Action item: For each entry, restate it word for word while omitting any image it holds.

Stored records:
- Opening Delimiter -
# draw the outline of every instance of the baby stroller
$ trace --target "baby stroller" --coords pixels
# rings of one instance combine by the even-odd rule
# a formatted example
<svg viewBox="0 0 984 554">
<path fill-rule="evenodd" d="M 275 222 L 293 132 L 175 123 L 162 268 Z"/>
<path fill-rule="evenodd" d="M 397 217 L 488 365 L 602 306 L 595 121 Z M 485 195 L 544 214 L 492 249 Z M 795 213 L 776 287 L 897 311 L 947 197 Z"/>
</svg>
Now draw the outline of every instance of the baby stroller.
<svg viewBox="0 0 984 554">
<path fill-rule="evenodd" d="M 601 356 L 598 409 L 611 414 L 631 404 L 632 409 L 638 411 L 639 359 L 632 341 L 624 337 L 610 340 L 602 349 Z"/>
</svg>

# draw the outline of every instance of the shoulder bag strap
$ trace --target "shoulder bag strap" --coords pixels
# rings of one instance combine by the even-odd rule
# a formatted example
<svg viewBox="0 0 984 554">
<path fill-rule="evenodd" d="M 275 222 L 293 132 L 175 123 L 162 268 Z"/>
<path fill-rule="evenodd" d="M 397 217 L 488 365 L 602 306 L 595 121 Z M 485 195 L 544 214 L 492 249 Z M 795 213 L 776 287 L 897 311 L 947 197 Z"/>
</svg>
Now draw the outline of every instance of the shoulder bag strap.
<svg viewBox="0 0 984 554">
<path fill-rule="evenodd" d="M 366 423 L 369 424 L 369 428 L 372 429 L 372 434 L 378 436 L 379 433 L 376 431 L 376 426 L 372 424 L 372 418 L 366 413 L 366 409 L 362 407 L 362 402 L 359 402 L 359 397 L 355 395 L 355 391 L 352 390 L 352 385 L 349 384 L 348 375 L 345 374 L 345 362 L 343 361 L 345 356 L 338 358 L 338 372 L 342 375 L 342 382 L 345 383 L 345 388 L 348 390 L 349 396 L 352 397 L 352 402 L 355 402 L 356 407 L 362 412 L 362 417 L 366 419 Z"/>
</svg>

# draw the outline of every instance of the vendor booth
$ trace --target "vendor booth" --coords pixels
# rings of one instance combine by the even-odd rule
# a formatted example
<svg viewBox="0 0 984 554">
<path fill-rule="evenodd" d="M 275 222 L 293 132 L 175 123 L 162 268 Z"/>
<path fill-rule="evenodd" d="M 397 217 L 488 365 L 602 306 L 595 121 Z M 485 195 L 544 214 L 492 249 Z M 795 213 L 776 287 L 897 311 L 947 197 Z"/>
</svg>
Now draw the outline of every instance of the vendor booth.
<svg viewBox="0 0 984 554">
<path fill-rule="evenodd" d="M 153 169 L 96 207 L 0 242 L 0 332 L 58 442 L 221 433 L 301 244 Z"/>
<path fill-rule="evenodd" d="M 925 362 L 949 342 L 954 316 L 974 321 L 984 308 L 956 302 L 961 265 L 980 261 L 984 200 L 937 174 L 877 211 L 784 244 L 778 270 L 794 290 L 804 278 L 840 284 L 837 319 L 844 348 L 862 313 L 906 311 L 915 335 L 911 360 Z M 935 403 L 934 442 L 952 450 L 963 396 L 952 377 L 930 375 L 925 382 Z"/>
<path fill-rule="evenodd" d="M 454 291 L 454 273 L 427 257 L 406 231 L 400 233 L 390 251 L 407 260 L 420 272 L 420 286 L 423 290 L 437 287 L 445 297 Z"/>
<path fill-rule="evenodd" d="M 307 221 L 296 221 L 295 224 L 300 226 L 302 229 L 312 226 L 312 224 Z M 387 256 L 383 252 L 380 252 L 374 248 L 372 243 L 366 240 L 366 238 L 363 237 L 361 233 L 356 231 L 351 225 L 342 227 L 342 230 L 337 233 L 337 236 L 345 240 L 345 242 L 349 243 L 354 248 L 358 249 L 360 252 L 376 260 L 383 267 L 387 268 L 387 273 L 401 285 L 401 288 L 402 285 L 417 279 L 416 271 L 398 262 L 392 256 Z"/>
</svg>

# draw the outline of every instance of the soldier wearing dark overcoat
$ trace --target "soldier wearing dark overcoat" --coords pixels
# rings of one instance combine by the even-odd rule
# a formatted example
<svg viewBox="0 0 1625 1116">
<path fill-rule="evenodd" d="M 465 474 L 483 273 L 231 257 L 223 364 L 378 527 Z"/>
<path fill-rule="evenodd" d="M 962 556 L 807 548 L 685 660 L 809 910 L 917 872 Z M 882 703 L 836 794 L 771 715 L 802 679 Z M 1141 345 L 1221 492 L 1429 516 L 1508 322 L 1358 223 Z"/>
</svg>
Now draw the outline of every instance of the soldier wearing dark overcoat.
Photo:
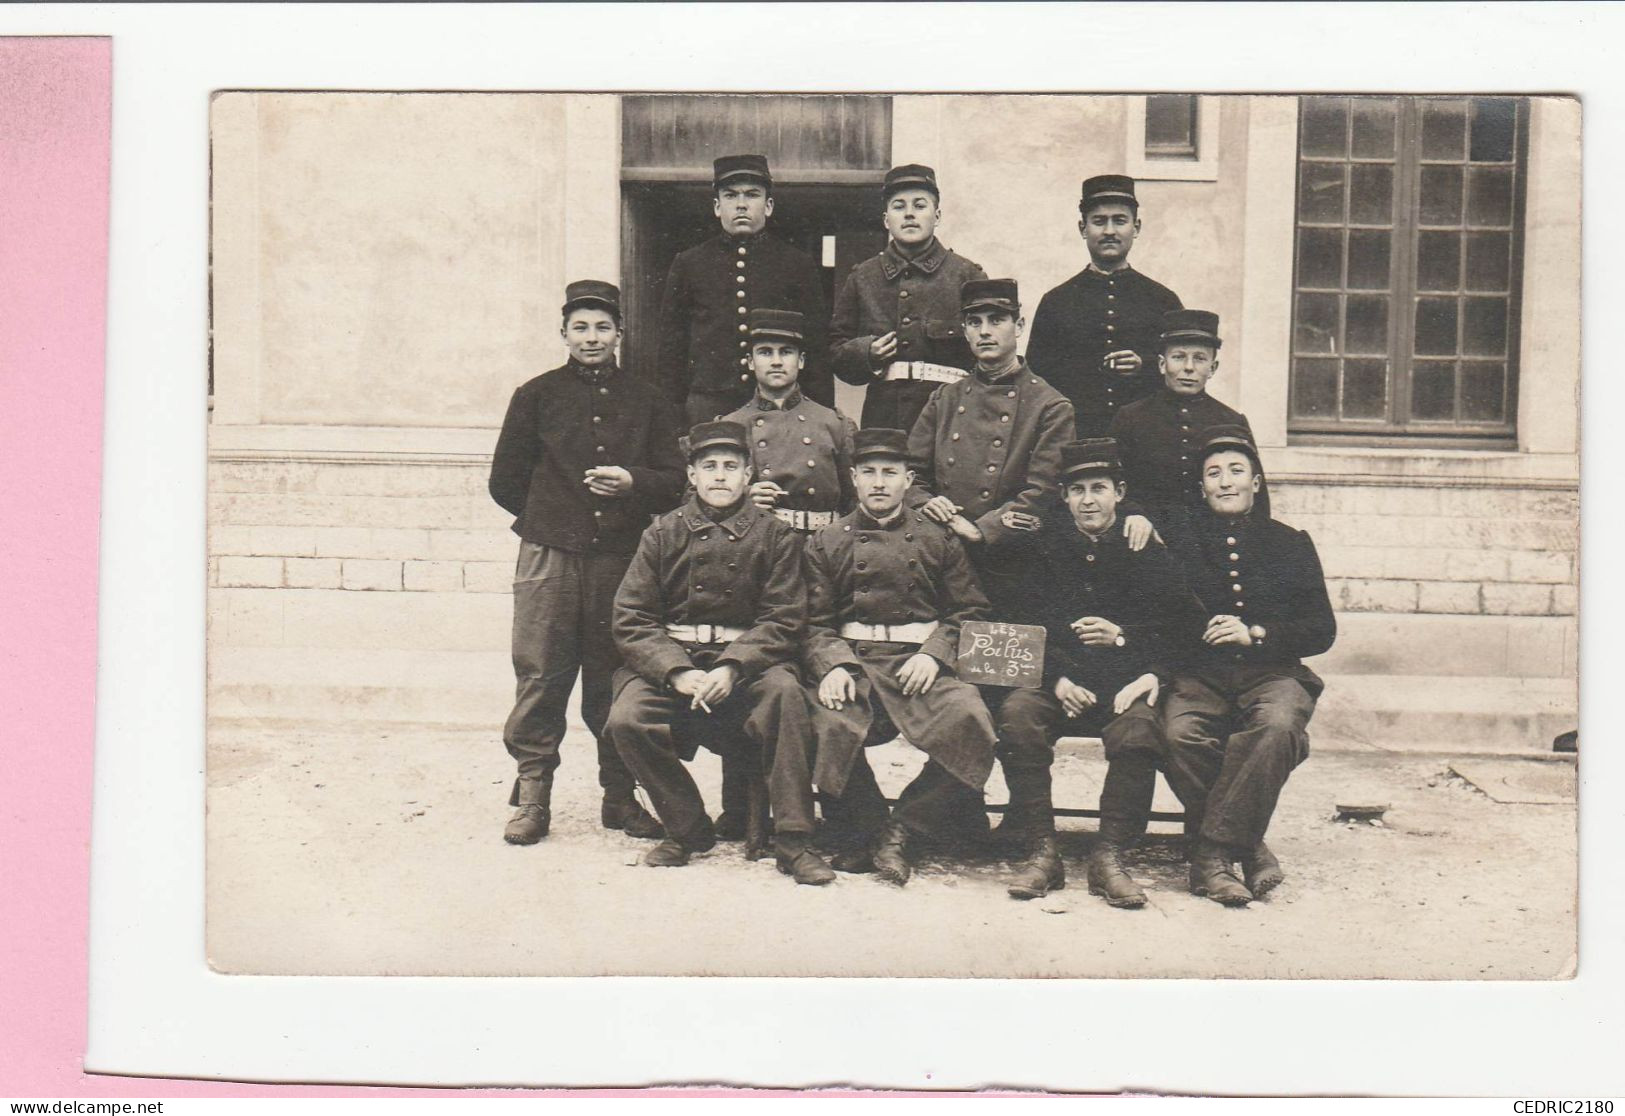
<svg viewBox="0 0 1625 1116">
<path fill-rule="evenodd" d="M 620 665 L 611 604 L 649 517 L 682 496 L 679 428 L 659 392 L 615 363 L 621 306 L 613 284 L 571 283 L 562 313 L 569 360 L 513 393 L 491 460 L 491 497 L 516 517 L 519 536 L 517 696 L 502 731 L 519 765 L 509 797 L 518 810 L 504 831 L 516 845 L 547 835 L 565 704 L 578 672 L 581 716 L 598 743 L 603 824 L 660 835 L 604 736 L 604 718 Z"/>
<path fill-rule="evenodd" d="M 1314 542 L 1257 509 L 1264 470 L 1247 431 L 1209 430 L 1201 468 L 1207 509 L 1173 546 L 1207 620 L 1175 657 L 1164 770 L 1193 840 L 1191 890 L 1244 906 L 1282 879 L 1264 833 L 1324 688 L 1303 659 L 1331 647 L 1337 621 Z"/>
<path fill-rule="evenodd" d="M 1078 211 L 1089 266 L 1039 301 L 1027 363 L 1071 400 L 1079 437 L 1095 438 L 1119 409 L 1156 390 L 1162 315 L 1180 302 L 1129 265 L 1142 228 L 1132 178 L 1085 179 Z"/>
<path fill-rule="evenodd" d="M 887 171 L 881 205 L 889 239 L 841 284 L 829 359 L 836 376 L 867 388 L 864 426 L 909 430 L 937 386 L 963 379 L 975 362 L 959 289 L 987 273 L 937 238 L 942 194 L 930 167 Z"/>
<path fill-rule="evenodd" d="M 678 867 L 712 847 L 711 818 L 683 761 L 700 744 L 744 746 L 785 758 L 775 757 L 768 780 L 780 869 L 798 883 L 828 883 L 834 873 L 808 844 L 811 811 L 799 809 L 813 739 L 794 665 L 807 624 L 802 538 L 747 497 L 747 438 L 734 422 L 689 434 L 694 494 L 643 532 L 615 595 L 626 666 L 607 733 L 666 828 L 644 863 Z"/>
<path fill-rule="evenodd" d="M 807 541 L 812 782 L 847 846 L 835 867 L 872 868 L 901 885 L 913 838 L 949 836 L 982 809 L 993 724 L 954 663 L 960 625 L 985 619 L 987 601 L 959 540 L 904 505 L 912 476 L 903 432 L 859 430 L 853 458 L 857 510 Z M 863 750 L 893 728 L 928 758 L 888 820 Z"/>
<path fill-rule="evenodd" d="M 801 390 L 835 402 L 824 364 L 828 322 L 823 275 L 807 253 L 766 231 L 773 214 L 773 176 L 761 155 L 725 155 L 713 164 L 718 235 L 678 254 L 660 308 L 662 386 L 690 423 L 725 415 L 750 399 L 750 326 L 757 307 L 796 310 L 806 318 L 809 365 Z"/>
</svg>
- Closing Delimiter -
Answer space:
# draw the outline of every instance of the baby stroller
$ trace --target "baby stroller" --coords pixels
# rings of one instance combine by the even-odd rule
# a formatted example
<svg viewBox="0 0 984 554">
<path fill-rule="evenodd" d="M 275 222 L 293 132 L 175 123 L 162 268 Z"/>
<path fill-rule="evenodd" d="M 397 217 L 488 365 L 602 306 L 595 121 Z M 485 195 L 544 214 L 492 249 Z M 795 213 L 776 287 L 897 311 L 947 197 Z"/>
</svg>
Now draw the outline of every instance of the baby stroller.
<svg viewBox="0 0 984 554">
<path fill-rule="evenodd" d="M 601 356 L 598 409 L 611 414 L 631 404 L 632 409 L 638 411 L 639 359 L 632 341 L 624 337 L 610 340 L 602 349 Z"/>
</svg>

# draw the outline of every instance of the shoulder bag strap
$ trace --target "shoulder bag strap" --coords pixels
# rings of one instance combine by the even-odd rule
# a formatted example
<svg viewBox="0 0 984 554">
<path fill-rule="evenodd" d="M 275 222 L 293 132 L 175 123 L 162 268 Z"/>
<path fill-rule="evenodd" d="M 397 217 L 488 365 L 602 306 L 595 121 Z M 485 195 L 544 214 L 492 249 Z M 795 213 L 776 287 L 897 311 L 947 197 Z"/>
</svg>
Now draw the outline of every instance of the shoulder bag strap.
<svg viewBox="0 0 984 554">
<path fill-rule="evenodd" d="M 366 423 L 369 424 L 369 428 L 372 429 L 372 434 L 378 436 L 379 433 L 376 431 L 376 426 L 372 424 L 372 418 L 366 413 L 366 409 L 362 407 L 362 402 L 359 402 L 359 397 L 355 395 L 355 391 L 352 390 L 352 385 L 349 384 L 348 375 L 345 374 L 345 362 L 343 361 L 345 356 L 338 358 L 338 372 L 342 375 L 342 382 L 345 383 L 345 388 L 348 390 L 349 396 L 352 397 L 352 402 L 355 402 L 356 407 L 362 412 L 362 417 L 366 419 Z"/>
</svg>

# draw the outline of every instance of the vendor booth
$ trace --target "vendor booth" --coords pixels
# rings of one instance combine by the even-odd rule
# a formatted example
<svg viewBox="0 0 984 554">
<path fill-rule="evenodd" d="M 275 222 L 293 132 L 175 123 L 162 268 Z"/>
<path fill-rule="evenodd" d="M 397 217 L 488 365 L 602 306 L 595 121 Z M 485 195 L 544 214 L 492 249 Z M 795 213 L 776 287 L 897 311 L 947 197 Z"/>
</svg>
Now draw the outline of every instance of the vendor booth.
<svg viewBox="0 0 984 554">
<path fill-rule="evenodd" d="M 153 169 L 96 207 L 0 242 L 0 332 L 58 442 L 221 433 L 301 244 Z"/>
<path fill-rule="evenodd" d="M 925 362 L 949 342 L 954 316 L 974 321 L 984 308 L 956 302 L 961 265 L 980 261 L 984 200 L 937 174 L 877 211 L 784 244 L 778 270 L 794 290 L 804 278 L 840 284 L 837 319 L 844 348 L 862 313 L 906 311 L 915 335 L 911 360 Z M 935 403 L 934 442 L 952 450 L 963 396 L 952 377 L 930 375 L 925 382 Z"/>
<path fill-rule="evenodd" d="M 454 291 L 454 273 L 427 257 L 406 231 L 400 233 L 390 251 L 407 260 L 420 272 L 420 286 L 423 290 L 437 287 L 445 297 Z"/>
<path fill-rule="evenodd" d="M 307 221 L 296 221 L 295 224 L 300 226 L 302 229 L 312 226 L 312 224 Z M 387 256 L 383 252 L 380 252 L 374 248 L 372 243 L 366 240 L 366 238 L 363 237 L 361 233 L 356 231 L 351 225 L 342 227 L 342 230 L 337 233 L 337 236 L 345 240 L 345 242 L 349 243 L 354 248 L 358 249 L 360 252 L 376 260 L 383 267 L 387 268 L 387 273 L 401 285 L 401 288 L 402 285 L 417 279 L 416 271 L 398 262 L 392 256 Z"/>
</svg>

# draw the outline of every instance of the soldier wearing dark overcoat
$ trace --target "soldier wearing dark overcoat" --coords pixels
# rings of one instance combine by the even-odd rule
# a formatted example
<svg viewBox="0 0 1625 1116">
<path fill-rule="evenodd" d="M 465 474 L 483 273 L 231 257 L 223 364 L 378 527 Z"/>
<path fill-rule="evenodd" d="M 962 556 L 807 548 L 685 660 L 809 910 L 917 872 Z M 882 703 L 836 794 L 771 715 L 802 679 Z M 1141 345 L 1221 492 L 1429 516 L 1508 322 L 1358 223 Z"/>
</svg>
Now draw the outline of every instance of the soldier wearing dark overcoat.
Photo:
<svg viewBox="0 0 1625 1116">
<path fill-rule="evenodd" d="M 620 665 L 611 604 L 649 517 L 682 496 L 679 428 L 659 392 L 615 363 L 621 306 L 613 284 L 571 283 L 562 313 L 569 360 L 513 393 L 491 460 L 491 497 L 516 517 L 519 536 L 517 696 L 502 731 L 519 765 L 509 797 L 518 810 L 504 831 L 516 845 L 547 835 L 565 704 L 578 672 L 581 716 L 598 743 L 603 824 L 660 835 L 604 736 L 604 718 Z"/>
<path fill-rule="evenodd" d="M 1314 542 L 1257 509 L 1264 470 L 1247 431 L 1209 430 L 1201 468 L 1207 509 L 1173 546 L 1207 620 L 1175 657 L 1164 770 L 1193 840 L 1191 890 L 1244 906 L 1282 879 L 1264 833 L 1324 688 L 1303 659 L 1331 647 L 1337 621 Z"/>
<path fill-rule="evenodd" d="M 1078 211 L 1089 266 L 1039 301 L 1027 363 L 1071 400 L 1079 437 L 1095 438 L 1119 409 L 1156 390 L 1162 315 L 1180 302 L 1129 265 L 1142 228 L 1132 178 L 1085 179 Z"/>
<path fill-rule="evenodd" d="M 887 171 L 881 205 L 889 239 L 841 284 L 829 359 L 836 376 L 867 388 L 864 426 L 909 430 L 937 386 L 963 379 L 975 362 L 959 289 L 987 273 L 937 238 L 942 194 L 930 167 Z"/>
<path fill-rule="evenodd" d="M 678 867 L 712 847 L 711 818 L 683 761 L 700 744 L 744 746 L 785 758 L 775 757 L 768 780 L 780 869 L 798 883 L 828 883 L 834 873 L 808 844 L 811 811 L 799 809 L 813 739 L 794 665 L 807 624 L 802 538 L 747 497 L 747 438 L 734 422 L 689 434 L 694 494 L 643 532 L 615 595 L 626 666 L 607 733 L 666 828 L 644 863 Z"/>
<path fill-rule="evenodd" d="M 807 541 L 812 782 L 847 846 L 835 867 L 872 868 L 901 885 L 913 838 L 949 836 L 982 809 L 993 724 L 954 663 L 960 625 L 985 619 L 987 601 L 959 540 L 904 505 L 912 476 L 903 432 L 859 430 L 853 458 L 857 510 Z M 863 750 L 893 728 L 928 758 L 888 820 Z"/>
<path fill-rule="evenodd" d="M 801 390 L 835 402 L 824 364 L 828 322 L 823 275 L 807 253 L 766 231 L 773 214 L 773 176 L 761 155 L 725 155 L 713 164 L 718 235 L 678 254 L 660 308 L 662 386 L 690 423 L 725 415 L 750 399 L 750 326 L 757 307 L 796 310 L 806 318 L 809 365 Z"/>
</svg>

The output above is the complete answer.